◆ **Textauszug**
──────

Die Pflicht zur Arbeitszeiterfassung besteht ab sofort. Das gilt unabhängig von der Größe, Art oder Branchenzugehörigkeit des Unternehmens. Mit der ausführlichen Begründung seines Grundsatzbeschlusses vom September 2022 hat das BAG Anfang Dezember 2022 im Arbeitsschutzgesetz (ArbSchG) Fakten geschaffen. Danach ist der Arbeitgeber „verpflichtet, ein System einzuführen, mit dem die von den Arbeitnehmern geleistete Arbeitszeit erfasst werden kann“. Neben Beginn und Ende der Arbeitszeiten, müssen nun auch Pausen registriert werden. Der Beschluss betrifft sämtliche Betriebe in Deutschland, unabhängig von deren Größe.
Ohne Übergangslösung sind die Arbeitgeber nach § 3 ArbSchG dazu verpflichtet, ein entsprechendes System zur Zeiterfassung einzuführen. Die genaue gesetzliche Regelung soll im Frühjahr 2023 erfolgen.
Die Vorgabe des Europäischen Gerichtshofs
„Wenn man das deutsche Arbeitsschutzgesetz mit der Maßgabe des Europäischen Gerichtshofs (EuGH) auslegt, besteht bereits eine Pflicht zur Arbeitszeiterfassung“, so die Vorsitzende Richterin am Bundesarbeitsgericht Inken Gallner. Maßgeblich sei jedoch nicht das Arbeitszeitgesetz, sondern das Arbeitsschutzgesetz. „Zeiterfassung ist auch Schutz vor Fremdausbeutung und Selbstausbeutung“, so Gallner weiter. Die Richter des Arbeitsgerichts sehen nach der geltenden Rechtslage den Arbeitgeber in der Pflicht, sämtliche Arbeitszeiten zu erfassen. Darüber, wie genau das in der Praxis aussieht, haben sie offengelassen. Es sei nicht die Aufgabe des Gerichts, hier konkret zu werden. Auch das 2019 vom EUGH gesprochene Urteil war in diesem Punkt unkonkret.
Der Beschluss des BAG vom 13. September 2022
Eigentlich ging es bei dem Fall, den das BAG verhandelte, lediglich um die Frage, ob Betriebsräte auf die Einführung eines elektronischen Arbeitszeiterfassungssystems bestehen können und somit ein Initiativrecht haben. Das BAG verneinte diese Frage. Ein solches Mitbestimmungsrecht bestehe nur, wenn und soweit die betriebliche Angelegenheit nicht schon gesetzlich geregelt und damit einer Handlungspflicht unterliege. Der Betriebsrat habe hingegen ein Mitspracherecht, wenn es darum gehe, in welcher Form das Zeiterfassungssystem auszugestalten sei.

──────

◆ **Bereitgestellte Datensätze**
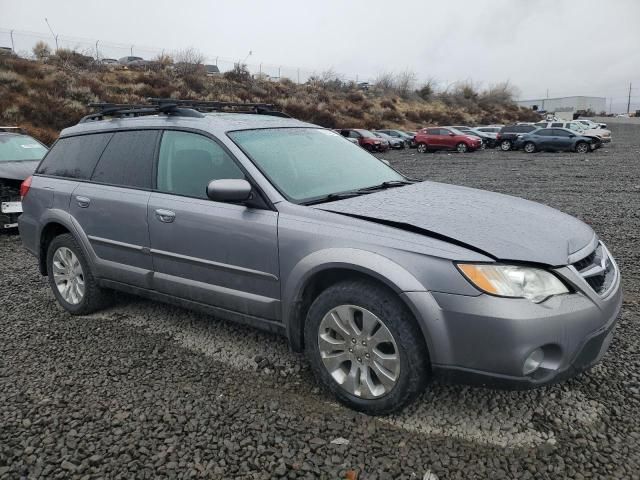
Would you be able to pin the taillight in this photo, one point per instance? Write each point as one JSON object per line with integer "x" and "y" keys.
{"x": 25, "y": 186}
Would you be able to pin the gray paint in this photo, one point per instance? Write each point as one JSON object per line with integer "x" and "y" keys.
{"x": 506, "y": 227}
{"x": 253, "y": 264}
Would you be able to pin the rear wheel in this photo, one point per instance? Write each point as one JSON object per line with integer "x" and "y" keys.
{"x": 70, "y": 277}
{"x": 365, "y": 346}
{"x": 582, "y": 147}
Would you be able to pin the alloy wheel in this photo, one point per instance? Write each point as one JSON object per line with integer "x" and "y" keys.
{"x": 359, "y": 351}
{"x": 68, "y": 275}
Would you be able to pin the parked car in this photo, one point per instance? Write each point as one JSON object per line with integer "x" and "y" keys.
{"x": 508, "y": 134}
{"x": 384, "y": 282}
{"x": 132, "y": 61}
{"x": 601, "y": 135}
{"x": 395, "y": 143}
{"x": 406, "y": 137}
{"x": 591, "y": 124}
{"x": 488, "y": 139}
{"x": 441, "y": 138}
{"x": 555, "y": 139}
{"x": 19, "y": 157}
{"x": 366, "y": 139}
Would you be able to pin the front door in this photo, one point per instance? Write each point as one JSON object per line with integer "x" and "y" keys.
{"x": 220, "y": 254}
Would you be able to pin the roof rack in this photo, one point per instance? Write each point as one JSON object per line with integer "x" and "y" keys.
{"x": 182, "y": 108}
{"x": 230, "y": 107}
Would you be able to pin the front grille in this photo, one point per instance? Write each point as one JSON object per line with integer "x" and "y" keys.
{"x": 597, "y": 269}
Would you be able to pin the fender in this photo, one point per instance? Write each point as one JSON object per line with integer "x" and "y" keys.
{"x": 371, "y": 264}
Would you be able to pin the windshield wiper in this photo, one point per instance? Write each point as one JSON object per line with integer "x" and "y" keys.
{"x": 334, "y": 196}
{"x": 385, "y": 185}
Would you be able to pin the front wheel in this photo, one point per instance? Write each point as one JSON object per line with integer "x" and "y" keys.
{"x": 70, "y": 277}
{"x": 366, "y": 347}
{"x": 582, "y": 147}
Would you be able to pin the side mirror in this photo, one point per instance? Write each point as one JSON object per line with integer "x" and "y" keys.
{"x": 229, "y": 190}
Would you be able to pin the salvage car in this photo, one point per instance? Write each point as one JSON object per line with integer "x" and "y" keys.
{"x": 556, "y": 140}
{"x": 383, "y": 281}
{"x": 446, "y": 138}
{"x": 365, "y": 139}
{"x": 19, "y": 157}
{"x": 394, "y": 143}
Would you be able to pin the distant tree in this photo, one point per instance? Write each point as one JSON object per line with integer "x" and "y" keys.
{"x": 188, "y": 61}
{"x": 41, "y": 50}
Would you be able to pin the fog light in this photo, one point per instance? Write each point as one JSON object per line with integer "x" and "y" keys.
{"x": 533, "y": 361}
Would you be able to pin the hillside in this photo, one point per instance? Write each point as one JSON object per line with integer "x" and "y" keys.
{"x": 47, "y": 95}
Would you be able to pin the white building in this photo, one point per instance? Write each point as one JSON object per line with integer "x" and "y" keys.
{"x": 566, "y": 104}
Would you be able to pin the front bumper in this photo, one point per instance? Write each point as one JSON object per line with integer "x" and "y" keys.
{"x": 9, "y": 212}
{"x": 484, "y": 340}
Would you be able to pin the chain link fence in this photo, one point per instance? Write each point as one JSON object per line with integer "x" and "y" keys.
{"x": 22, "y": 43}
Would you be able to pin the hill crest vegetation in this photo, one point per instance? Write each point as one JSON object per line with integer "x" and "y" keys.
{"x": 51, "y": 92}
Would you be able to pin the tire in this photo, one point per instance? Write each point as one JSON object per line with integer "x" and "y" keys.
{"x": 362, "y": 300}
{"x": 93, "y": 297}
{"x": 582, "y": 147}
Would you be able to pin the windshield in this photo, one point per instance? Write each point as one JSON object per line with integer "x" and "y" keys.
{"x": 310, "y": 163}
{"x": 20, "y": 147}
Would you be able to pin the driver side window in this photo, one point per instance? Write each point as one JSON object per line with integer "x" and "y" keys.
{"x": 188, "y": 162}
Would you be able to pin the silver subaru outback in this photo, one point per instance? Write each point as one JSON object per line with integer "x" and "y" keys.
{"x": 383, "y": 281}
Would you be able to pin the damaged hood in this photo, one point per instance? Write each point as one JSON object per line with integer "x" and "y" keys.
{"x": 502, "y": 226}
{"x": 18, "y": 170}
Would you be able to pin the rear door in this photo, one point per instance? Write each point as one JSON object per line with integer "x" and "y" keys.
{"x": 221, "y": 254}
{"x": 112, "y": 208}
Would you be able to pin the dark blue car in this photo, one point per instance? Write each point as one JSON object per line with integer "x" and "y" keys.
{"x": 555, "y": 139}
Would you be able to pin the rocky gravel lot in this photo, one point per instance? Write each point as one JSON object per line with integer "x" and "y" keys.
{"x": 144, "y": 390}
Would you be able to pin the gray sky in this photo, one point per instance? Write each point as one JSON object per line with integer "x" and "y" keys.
{"x": 570, "y": 47}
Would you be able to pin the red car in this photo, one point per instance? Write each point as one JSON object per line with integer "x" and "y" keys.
{"x": 366, "y": 139}
{"x": 440, "y": 138}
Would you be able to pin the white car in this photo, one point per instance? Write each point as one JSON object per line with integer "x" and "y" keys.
{"x": 601, "y": 134}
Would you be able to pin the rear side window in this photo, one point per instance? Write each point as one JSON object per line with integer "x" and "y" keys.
{"x": 128, "y": 159}
{"x": 188, "y": 162}
{"x": 75, "y": 157}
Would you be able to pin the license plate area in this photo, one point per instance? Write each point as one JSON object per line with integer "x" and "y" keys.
{"x": 11, "y": 207}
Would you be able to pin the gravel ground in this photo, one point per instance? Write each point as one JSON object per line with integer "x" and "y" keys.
{"x": 144, "y": 390}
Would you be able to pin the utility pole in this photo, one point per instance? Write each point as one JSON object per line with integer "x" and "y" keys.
{"x": 55, "y": 37}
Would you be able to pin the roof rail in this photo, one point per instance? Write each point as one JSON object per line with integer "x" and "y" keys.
{"x": 181, "y": 108}
{"x": 230, "y": 107}
{"x": 135, "y": 110}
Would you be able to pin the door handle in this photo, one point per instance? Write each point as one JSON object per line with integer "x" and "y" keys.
{"x": 165, "y": 216}
{"x": 83, "y": 202}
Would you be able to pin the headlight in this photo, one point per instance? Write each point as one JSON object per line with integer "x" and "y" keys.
{"x": 513, "y": 281}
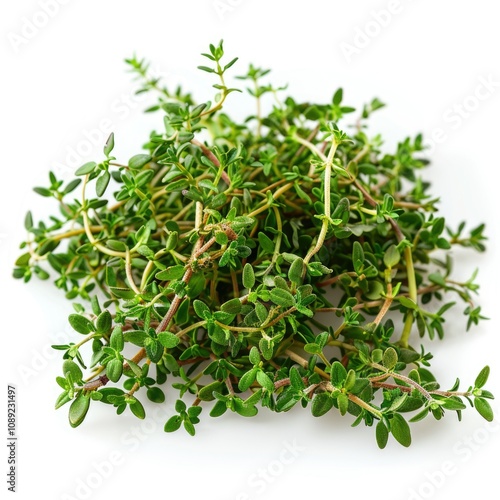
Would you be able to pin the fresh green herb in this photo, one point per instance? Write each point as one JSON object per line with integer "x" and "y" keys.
{"x": 255, "y": 263}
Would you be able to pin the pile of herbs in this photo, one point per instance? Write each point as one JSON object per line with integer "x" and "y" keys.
{"x": 271, "y": 262}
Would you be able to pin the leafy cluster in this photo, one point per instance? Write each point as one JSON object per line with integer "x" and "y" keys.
{"x": 269, "y": 262}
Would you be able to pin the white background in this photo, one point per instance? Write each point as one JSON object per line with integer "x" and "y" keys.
{"x": 60, "y": 80}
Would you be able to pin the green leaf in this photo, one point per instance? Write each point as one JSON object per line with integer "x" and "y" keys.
{"x": 201, "y": 309}
{"x": 482, "y": 378}
{"x": 343, "y": 402}
{"x": 206, "y": 393}
{"x": 282, "y": 297}
{"x": 168, "y": 340}
{"x": 247, "y": 379}
{"x": 358, "y": 255}
{"x": 137, "y": 409}
{"x": 114, "y": 370}
{"x": 70, "y": 367}
{"x": 264, "y": 380}
{"x": 62, "y": 399}
{"x": 103, "y": 322}
{"x": 313, "y": 348}
{"x": 296, "y": 270}
{"x": 248, "y": 276}
{"x": 392, "y": 257}
{"x": 138, "y": 161}
{"x": 266, "y": 243}
{"x": 110, "y": 144}
{"x": 78, "y": 409}
{"x": 173, "y": 423}
{"x": 254, "y": 356}
{"x": 135, "y": 337}
{"x": 116, "y": 340}
{"x": 321, "y": 404}
{"x": 28, "y": 221}
{"x": 484, "y": 408}
{"x": 232, "y": 306}
{"x": 81, "y": 324}
{"x": 338, "y": 374}
{"x": 406, "y": 302}
{"x": 87, "y": 168}
{"x": 400, "y": 430}
{"x": 266, "y": 347}
{"x": 382, "y": 435}
{"x": 390, "y": 358}
{"x": 102, "y": 183}
{"x": 295, "y": 379}
{"x": 171, "y": 273}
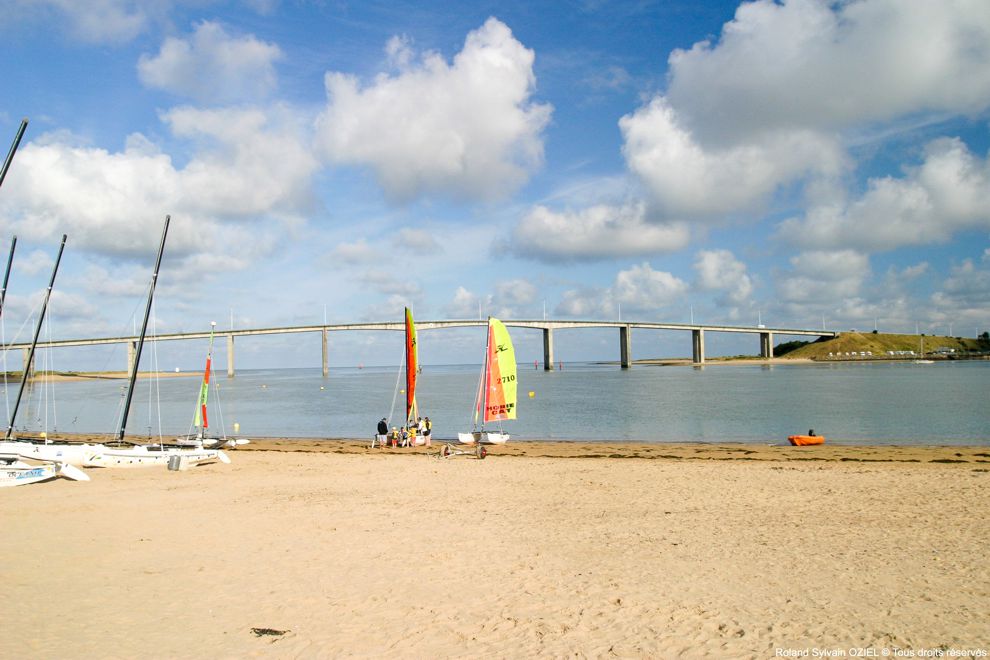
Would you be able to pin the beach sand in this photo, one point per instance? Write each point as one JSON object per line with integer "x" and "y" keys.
{"x": 542, "y": 549}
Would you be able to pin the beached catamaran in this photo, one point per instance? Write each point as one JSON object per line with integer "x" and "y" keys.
{"x": 496, "y": 398}
{"x": 202, "y": 437}
{"x": 23, "y": 461}
{"x": 18, "y": 470}
{"x": 129, "y": 454}
{"x": 412, "y": 368}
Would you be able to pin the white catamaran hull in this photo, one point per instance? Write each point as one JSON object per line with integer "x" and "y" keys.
{"x": 483, "y": 437}
{"x": 145, "y": 456}
{"x": 16, "y": 470}
{"x": 77, "y": 455}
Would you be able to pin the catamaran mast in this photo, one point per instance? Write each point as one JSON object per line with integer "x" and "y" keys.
{"x": 34, "y": 342}
{"x": 13, "y": 150}
{"x": 6, "y": 275}
{"x": 144, "y": 328}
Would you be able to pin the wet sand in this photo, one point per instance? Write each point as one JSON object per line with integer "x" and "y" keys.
{"x": 329, "y": 549}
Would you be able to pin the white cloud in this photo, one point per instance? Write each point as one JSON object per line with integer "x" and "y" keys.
{"x": 34, "y": 263}
{"x": 775, "y": 100}
{"x": 967, "y": 288}
{"x": 355, "y": 253}
{"x": 808, "y": 64}
{"x": 385, "y": 282}
{"x": 597, "y": 232}
{"x": 115, "y": 202}
{"x": 821, "y": 278}
{"x": 101, "y": 21}
{"x": 418, "y": 241}
{"x": 467, "y": 129}
{"x": 643, "y": 289}
{"x": 719, "y": 270}
{"x": 513, "y": 298}
{"x": 948, "y": 193}
{"x": 212, "y": 66}
{"x": 464, "y": 305}
{"x": 639, "y": 290}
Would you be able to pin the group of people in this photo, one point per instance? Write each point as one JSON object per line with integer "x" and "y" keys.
{"x": 416, "y": 432}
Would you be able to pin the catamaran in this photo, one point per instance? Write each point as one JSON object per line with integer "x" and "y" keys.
{"x": 496, "y": 397}
{"x": 202, "y": 438}
{"x": 127, "y": 454}
{"x": 40, "y": 449}
{"x": 18, "y": 470}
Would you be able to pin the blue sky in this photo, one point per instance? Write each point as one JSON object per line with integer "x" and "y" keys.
{"x": 796, "y": 162}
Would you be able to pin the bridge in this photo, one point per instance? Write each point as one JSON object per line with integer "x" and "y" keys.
{"x": 625, "y": 328}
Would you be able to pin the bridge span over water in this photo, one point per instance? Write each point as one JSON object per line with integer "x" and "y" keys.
{"x": 547, "y": 327}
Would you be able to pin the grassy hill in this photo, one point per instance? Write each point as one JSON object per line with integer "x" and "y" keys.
{"x": 878, "y": 344}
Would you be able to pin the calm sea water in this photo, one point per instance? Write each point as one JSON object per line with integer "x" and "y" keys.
{"x": 885, "y": 403}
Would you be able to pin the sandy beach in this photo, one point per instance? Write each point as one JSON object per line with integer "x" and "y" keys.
{"x": 542, "y": 549}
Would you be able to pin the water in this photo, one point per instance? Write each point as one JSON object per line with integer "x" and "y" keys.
{"x": 880, "y": 403}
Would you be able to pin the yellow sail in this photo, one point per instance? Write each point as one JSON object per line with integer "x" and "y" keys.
{"x": 500, "y": 394}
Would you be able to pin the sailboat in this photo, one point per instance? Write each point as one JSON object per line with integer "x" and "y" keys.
{"x": 17, "y": 470}
{"x": 496, "y": 398}
{"x": 923, "y": 359}
{"x": 138, "y": 455}
{"x": 201, "y": 420}
{"x": 39, "y": 449}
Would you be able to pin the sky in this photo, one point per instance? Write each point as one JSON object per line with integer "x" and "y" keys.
{"x": 798, "y": 163}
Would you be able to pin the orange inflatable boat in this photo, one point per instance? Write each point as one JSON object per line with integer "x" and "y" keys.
{"x": 806, "y": 440}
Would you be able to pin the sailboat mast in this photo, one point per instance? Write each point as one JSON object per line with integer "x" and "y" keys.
{"x": 144, "y": 329}
{"x": 204, "y": 391}
{"x": 34, "y": 342}
{"x": 412, "y": 364}
{"x": 6, "y": 276}
{"x": 485, "y": 385}
{"x": 13, "y": 150}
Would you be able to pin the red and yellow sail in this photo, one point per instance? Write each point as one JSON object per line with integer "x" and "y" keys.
{"x": 204, "y": 391}
{"x": 500, "y": 374}
{"x": 412, "y": 365}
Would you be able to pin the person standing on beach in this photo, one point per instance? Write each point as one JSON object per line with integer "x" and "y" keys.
{"x": 382, "y": 434}
{"x": 427, "y": 431}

──────

◆ **Aufgaben**
1. Schreiben Sie aus dem Auszug zur Arbeitszeiterfassung den Abschnitt von „Die Pflicht zur“ bis „Frühjahr 2023 erfolgen.“ wortgetreu ab.
2. Beantworten Sie anhand des Auszugs zur Arbeitszeiterfassung die folgenden Fragen:
(a) Was muss neben Beginn und Ende der Arbeitszeiten nun ebenfalls registriert werden?
(b) Wann soll die genaue gesetzliche Regelung erfolgen?
(c) Wie beantwortete das BAG die Frage, ob Betriebsräte ein Initiativrecht zur Einführung eines elektronischen Arbeitszeiterfassungssystems haben?

◆ **Antworten**
1.
Die Pflicht zur Arbeitszeiterfassung besteht ab sofort. Das gilt unabhängig von der Größe, Art oder Branchenzugehörigkeit des Unternehmens. Mit der ausführlichen Begründung seines Grundsatzbeschlusses vom September 2022 hat das BAG Anfang Dezember 2022 im Arbeitsschutzgesetz (ArbSchG) Fakten geschaffen. Danach ist der Arbeitgeber „verpflichtet, ein System einzuführen, mit dem die von den Arbeitnehmern geleistete Arbeitszeit erfasst werden kann“. Neben Beginn und Ende der Arbeitszeiten, müssen nun auch Pausen registriert werden. Der Beschluss betrifft sämtliche Betriebe in Deutschland, unabhängig von deren Größe.
Ohne Übergangslösung sind die Arbeitgeber nach § 3 ArbSchG dazu verpflichtet, ein entsprechendes System zur Zeiterfassung einzuführen. Die genaue gesetzliche Regelung soll im Frühjahr 2023 erfolgen.

2.
(a) Die Pausen.
(b) Im Frühjahr 2023.
(c) Das BAG verneinte diese Frage.